** Begin PASSAGE PROVIDED **

Aid groups hunt for those trapped by Lebanon war

  • World
  • Tuesday, 15 Aug 2006

By Michael Winfrey

TYRE, Lebanon (Reuters) - Aid agencies struggled along bombed-out roads thronged by refugees returning home on Tuesday to reach people who had been wounded or trapped by war in southern Lebanon. 

For the first time since a U.N. backed truce on Monday, large convoys carrying humanitarian aid set out from the southern port of Tyre to villages that had been isolated by fighting. 

Lebanese Red Cross personnel carry the body of a person who died in an Israeli air raid during the conflict between Israel and Lebanon's Hizbollah, at Tayba in south Lebanon August 15, 2006. (REUTERS/Zohra Bensemra)

"There's two kinds of people who need help now: those who stayed behind and couldn't leave during the fighting, and those arriving back," said Christopher Stokes, operations director for Medecins Sans Frontieres in Lebanon. 

"Among those who stayed behind will be wounded who were trapped. And many returnees' houses have been destroyed so they need food, shelter and other basics to survive." 

The U.N.'s World Food Programme said it sent a ship to Tyre from Beirut carrying 21 trucks loaded with food, fuel and other supplies but delays caused by a continued Israeli naval blockade meant it would arrive only on Wednesday. 

It also sent 19 trucks to the southeastern town of Hasbaya and expected a large convoy to arrive from Syria and a plane from Jordan later on Tuesday.

** End PASSAGE PROVIDED **
** Begin INFORMATION PROVIDED **

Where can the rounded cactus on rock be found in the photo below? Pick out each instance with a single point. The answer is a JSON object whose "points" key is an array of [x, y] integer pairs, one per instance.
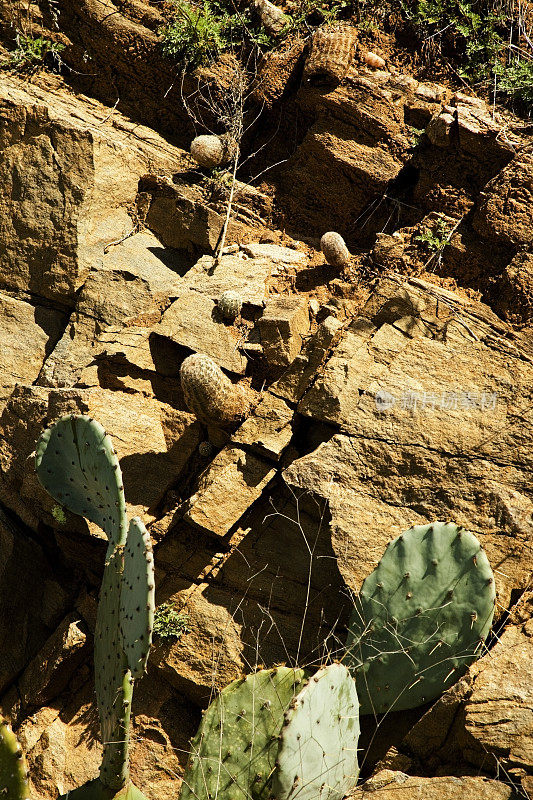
{"points": [[230, 304], [211, 151], [209, 394], [334, 248]]}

** End INFORMATION PROVIDED **

Continue the Reuters report on aid convoys in southern Lebanon, starting after its last sentence.

[FINAL ANSWER]
Many villagers came home to find bomb craters where their houses once stood, in some cases with the bodies of family members still buried under the rubble. 

UNICEF spokesman Simon Ingram said U.N. workers had found a dozen villages "empty with no evident sign of life beyond a shepherd or two". They managed to send a large convoy to Rmeish, a Christian border town that mostly escaped damage but whose 4,000 people had been running out of food, water and fuel. 

Aid agencies said they had yet to gauge the full extent of the damage and humanitarian need across southern Lebanon. 

"It's going to take a day or two to get a full picture of what roads are intact, how we can bring in supplies on a daily basis to these communities that have been cut off," Ingram said. 

"We can assume that their situation has been pretty bad." 

At least 1,100 people, mainly civilians, were killed in Lebanon during the war, triggered by a cross-border Hizbollah raid on July 12. At least 157 Israelis died in the conflict. 


The UNHCR refugee agency said a huge slice of the estimated 900,000 people displaced by the war were streaming out of shelters around Beirut and northern Lebanon to the south to see what remained of their former lives. 

Thousands of cars, trucks, buses and people on foot waited for hours at a few hastily repaired crossings over the Litani river, a tiny waterway that became an insurmountable obstacle when Israel bombed the last major bridge spanning it last week. 

Packed with families, top-heavy with sleeping mattresses handed out by aid groups, and festooned with flags and posters celebrating Hizbollah, the procession wound past bomb craters, shattered buildings and scores of missile-struck cars. 

"An enormous amount of people are moving. To meet their needs, we have 50,000 tents, 270,000 mattresses and blankets and other supplies in the pipeline," said UNHCR spokeswoman Astrid van Genderen Stort.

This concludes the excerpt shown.